Extracted data:
⟨
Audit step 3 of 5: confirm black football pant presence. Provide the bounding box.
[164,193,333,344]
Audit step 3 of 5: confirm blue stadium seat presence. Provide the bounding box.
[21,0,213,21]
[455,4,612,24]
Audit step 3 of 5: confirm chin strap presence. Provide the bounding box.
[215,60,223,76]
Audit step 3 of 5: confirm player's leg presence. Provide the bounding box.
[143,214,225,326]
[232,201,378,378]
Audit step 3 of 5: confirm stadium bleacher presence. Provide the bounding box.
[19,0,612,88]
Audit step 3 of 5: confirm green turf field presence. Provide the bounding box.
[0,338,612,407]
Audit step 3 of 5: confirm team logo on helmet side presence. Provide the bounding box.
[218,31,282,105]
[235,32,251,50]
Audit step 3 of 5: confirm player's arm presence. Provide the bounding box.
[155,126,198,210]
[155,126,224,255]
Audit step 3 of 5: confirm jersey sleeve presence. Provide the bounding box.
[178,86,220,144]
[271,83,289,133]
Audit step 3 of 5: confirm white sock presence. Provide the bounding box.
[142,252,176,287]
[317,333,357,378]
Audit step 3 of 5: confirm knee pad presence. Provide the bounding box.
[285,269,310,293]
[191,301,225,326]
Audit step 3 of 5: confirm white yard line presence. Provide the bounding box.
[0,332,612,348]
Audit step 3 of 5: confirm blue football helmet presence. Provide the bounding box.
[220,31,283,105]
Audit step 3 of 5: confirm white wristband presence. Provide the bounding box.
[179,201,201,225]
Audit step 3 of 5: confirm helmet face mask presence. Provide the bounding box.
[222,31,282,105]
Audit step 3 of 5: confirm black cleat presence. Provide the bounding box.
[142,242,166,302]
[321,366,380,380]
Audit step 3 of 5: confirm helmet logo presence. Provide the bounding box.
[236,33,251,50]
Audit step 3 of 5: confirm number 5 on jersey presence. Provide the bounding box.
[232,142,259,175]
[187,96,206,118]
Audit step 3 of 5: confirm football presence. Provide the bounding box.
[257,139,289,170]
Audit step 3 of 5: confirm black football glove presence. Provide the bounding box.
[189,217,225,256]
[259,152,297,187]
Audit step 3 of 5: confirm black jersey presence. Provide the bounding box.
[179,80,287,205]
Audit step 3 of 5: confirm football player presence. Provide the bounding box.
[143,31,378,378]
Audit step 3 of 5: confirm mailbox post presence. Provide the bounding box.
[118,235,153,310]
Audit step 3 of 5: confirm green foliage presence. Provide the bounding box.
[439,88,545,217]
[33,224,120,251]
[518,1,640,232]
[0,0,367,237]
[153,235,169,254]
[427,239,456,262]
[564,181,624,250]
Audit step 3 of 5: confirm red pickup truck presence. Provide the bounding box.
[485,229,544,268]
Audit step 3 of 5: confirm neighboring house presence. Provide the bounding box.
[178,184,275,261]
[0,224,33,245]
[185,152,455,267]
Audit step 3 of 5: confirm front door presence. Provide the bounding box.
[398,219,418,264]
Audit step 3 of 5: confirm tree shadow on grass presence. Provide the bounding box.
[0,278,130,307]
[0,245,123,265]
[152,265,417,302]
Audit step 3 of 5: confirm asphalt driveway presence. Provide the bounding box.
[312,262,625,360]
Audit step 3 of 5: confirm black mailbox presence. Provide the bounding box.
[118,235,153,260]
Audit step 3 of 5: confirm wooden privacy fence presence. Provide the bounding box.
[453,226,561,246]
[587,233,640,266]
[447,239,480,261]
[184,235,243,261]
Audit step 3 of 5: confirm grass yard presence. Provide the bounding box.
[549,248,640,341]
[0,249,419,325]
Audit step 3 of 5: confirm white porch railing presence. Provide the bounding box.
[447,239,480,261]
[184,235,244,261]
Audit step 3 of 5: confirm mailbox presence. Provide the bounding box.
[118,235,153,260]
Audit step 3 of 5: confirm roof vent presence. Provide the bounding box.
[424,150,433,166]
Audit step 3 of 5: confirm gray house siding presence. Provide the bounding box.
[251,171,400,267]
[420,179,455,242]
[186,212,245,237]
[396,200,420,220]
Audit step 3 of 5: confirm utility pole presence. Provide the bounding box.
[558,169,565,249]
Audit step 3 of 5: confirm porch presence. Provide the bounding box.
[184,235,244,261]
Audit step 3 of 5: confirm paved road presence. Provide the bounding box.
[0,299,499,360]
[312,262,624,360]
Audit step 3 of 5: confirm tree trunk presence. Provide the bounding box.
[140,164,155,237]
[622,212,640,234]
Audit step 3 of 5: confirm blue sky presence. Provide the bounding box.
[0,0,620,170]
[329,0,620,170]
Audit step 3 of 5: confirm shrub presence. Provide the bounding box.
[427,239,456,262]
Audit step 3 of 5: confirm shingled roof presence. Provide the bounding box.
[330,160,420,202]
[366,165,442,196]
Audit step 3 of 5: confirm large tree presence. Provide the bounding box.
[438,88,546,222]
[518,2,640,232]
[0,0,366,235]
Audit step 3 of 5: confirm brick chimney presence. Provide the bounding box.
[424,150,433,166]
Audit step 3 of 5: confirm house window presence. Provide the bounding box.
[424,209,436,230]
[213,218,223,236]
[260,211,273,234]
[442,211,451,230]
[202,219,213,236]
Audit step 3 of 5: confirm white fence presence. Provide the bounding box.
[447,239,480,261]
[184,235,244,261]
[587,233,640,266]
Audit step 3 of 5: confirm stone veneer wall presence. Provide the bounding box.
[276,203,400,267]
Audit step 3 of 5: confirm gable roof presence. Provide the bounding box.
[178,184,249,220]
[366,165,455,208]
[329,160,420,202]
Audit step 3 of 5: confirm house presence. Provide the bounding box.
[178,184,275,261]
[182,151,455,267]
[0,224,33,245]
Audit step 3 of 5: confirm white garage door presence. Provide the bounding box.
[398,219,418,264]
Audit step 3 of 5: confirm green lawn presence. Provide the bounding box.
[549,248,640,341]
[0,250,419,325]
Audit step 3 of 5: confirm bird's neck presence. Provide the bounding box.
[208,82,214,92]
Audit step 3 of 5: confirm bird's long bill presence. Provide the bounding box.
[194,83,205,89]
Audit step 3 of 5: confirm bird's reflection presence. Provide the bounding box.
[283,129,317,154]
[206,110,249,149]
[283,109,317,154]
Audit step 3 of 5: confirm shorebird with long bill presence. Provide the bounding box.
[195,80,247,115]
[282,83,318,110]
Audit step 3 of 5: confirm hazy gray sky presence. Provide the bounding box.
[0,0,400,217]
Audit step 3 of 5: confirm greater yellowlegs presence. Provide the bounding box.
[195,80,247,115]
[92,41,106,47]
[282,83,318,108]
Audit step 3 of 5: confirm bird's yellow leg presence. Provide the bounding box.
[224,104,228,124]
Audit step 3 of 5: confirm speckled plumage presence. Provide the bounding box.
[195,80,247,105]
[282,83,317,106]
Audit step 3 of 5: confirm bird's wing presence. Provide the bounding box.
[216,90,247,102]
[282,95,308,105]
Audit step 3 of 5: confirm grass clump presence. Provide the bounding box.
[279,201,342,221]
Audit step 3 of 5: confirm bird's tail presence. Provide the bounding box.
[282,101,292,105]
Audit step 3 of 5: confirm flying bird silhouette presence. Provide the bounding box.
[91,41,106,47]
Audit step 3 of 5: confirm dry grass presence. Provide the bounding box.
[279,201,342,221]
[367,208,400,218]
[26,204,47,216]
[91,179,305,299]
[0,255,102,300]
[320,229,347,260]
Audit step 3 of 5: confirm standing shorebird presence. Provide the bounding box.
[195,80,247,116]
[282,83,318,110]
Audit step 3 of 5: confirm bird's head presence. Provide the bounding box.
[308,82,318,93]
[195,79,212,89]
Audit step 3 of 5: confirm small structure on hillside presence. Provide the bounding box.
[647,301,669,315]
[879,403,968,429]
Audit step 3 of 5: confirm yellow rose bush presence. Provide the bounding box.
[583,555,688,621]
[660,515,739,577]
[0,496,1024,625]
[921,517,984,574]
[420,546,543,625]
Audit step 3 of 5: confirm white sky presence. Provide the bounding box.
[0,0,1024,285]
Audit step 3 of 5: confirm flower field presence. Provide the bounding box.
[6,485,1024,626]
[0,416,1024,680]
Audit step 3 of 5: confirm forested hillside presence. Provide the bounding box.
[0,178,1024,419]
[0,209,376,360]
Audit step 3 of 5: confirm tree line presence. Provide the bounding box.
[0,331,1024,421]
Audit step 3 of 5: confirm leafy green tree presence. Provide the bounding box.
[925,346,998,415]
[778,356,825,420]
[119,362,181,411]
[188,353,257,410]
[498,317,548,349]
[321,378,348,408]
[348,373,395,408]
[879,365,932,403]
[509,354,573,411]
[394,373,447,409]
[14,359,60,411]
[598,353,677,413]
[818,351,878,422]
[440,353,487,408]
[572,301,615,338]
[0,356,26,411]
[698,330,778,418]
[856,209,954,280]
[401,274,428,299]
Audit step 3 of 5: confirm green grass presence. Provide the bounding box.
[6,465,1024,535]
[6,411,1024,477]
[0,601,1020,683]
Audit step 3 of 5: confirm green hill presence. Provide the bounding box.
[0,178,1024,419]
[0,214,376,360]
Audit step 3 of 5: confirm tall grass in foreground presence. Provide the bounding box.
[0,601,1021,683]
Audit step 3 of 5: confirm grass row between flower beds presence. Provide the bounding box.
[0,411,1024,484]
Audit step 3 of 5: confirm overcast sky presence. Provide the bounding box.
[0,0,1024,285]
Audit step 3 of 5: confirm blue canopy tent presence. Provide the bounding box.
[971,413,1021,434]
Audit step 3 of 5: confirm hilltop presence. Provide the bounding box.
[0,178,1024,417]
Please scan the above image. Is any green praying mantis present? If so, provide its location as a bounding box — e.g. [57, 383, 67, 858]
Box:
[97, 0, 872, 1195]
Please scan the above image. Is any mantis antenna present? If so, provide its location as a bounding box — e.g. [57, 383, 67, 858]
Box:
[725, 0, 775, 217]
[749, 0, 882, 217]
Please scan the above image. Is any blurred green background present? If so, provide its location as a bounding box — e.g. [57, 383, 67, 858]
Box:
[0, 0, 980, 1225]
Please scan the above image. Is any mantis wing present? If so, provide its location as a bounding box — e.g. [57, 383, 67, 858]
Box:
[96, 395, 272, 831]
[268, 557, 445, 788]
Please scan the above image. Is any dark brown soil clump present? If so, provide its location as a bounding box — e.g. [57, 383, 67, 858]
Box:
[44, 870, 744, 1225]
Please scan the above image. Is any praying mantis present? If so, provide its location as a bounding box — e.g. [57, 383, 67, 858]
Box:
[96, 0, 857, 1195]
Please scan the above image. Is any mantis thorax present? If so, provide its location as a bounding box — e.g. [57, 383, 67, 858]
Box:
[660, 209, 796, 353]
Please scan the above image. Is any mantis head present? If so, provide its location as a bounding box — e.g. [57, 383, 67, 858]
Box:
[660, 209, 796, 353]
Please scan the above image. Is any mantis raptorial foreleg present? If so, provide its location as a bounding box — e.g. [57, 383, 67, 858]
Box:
⟩
What is required:
Can you rewrite every line of the data from the line that has "Audit step 3 of 5: confirm white sky" through the line that has "[97, 0, 872, 1195]", multiplying each bounding-box coordinate in the answers by 2.4 and rounding it to a whole number, with halves rounded up? Keep all other text unchanged, including the sample boxes in the wording.

Task response:
Audit step 3 of 5: confirm white sky presence. Provide the bounding box.
[0,0,2458,684]
Audit step 3 of 5: confirm flower field presence. Provide the bounding box.
[14,1164,2458,1502]
[0,998,2458,1632]
Audit step 3 of 5: confirm forested hillside presence. Provide the bounding box.
[0,427,2458,1006]
[0,502,902,864]
Audit step 3 of 5: confirm tree line presence. Provide the bounding box.
[0,794,2458,1010]
Audit step 3 of 5: confirm leafy green tree presence. Provide the bounding box.
[2220,830,2395,996]
[1867,854,1980,1008]
[286,869,434,986]
[451,847,617,984]
[1195,761,1315,838]
[770,907,835,979]
[835,895,948,979]
[2110,876,2237,967]
[1222,850,1375,986]
[946,895,1073,982]
[34,862,144,986]
[1435,847,1625,991]
[1963,842,2107,1013]
[1056,847,1169,979]
[1373,722,1476,811]
[0,854,62,986]
[1675,792,1867,1003]
[2054,502,2290,672]
[962,658,1027,718]
Audit step 3 of 5: confirm green grass presence. Provide the bounding box.
[14,1116,2458,1284]
[14,986,2458,1145]
[0,1442,2448,1639]
Audit step 3 of 5: confirm green hill presence. Provide the bounding box.
[0,427,2458,1006]
[0,514,902,864]
Audit step 3 of 5: confirm tall grass in foreground presence. Provide the bounding box.
[0,1442,2450,1639]
Audit step 3 of 5: confirm grass row between flower beds presence. Provide the bounding box.
[0,986,2458,1162]
Audit step 3 of 5: confirm overcast sky presence. Provide the bounding box.
[0,0,2458,684]
Audit step 3 of 5: confirm blue canopy tent presence. Provide the bounding box.
[2330,991,2450,1042]
Audit step 3 of 5: confirm hilltop presence. Provide the bounding box.
[0,427,2458,1001]
Please scan the above image. Is any green praying mantis present? If so, provide its location as a bounding box — e.g. [57, 383, 67, 858]
Box:
[233, 0, 2093, 2868]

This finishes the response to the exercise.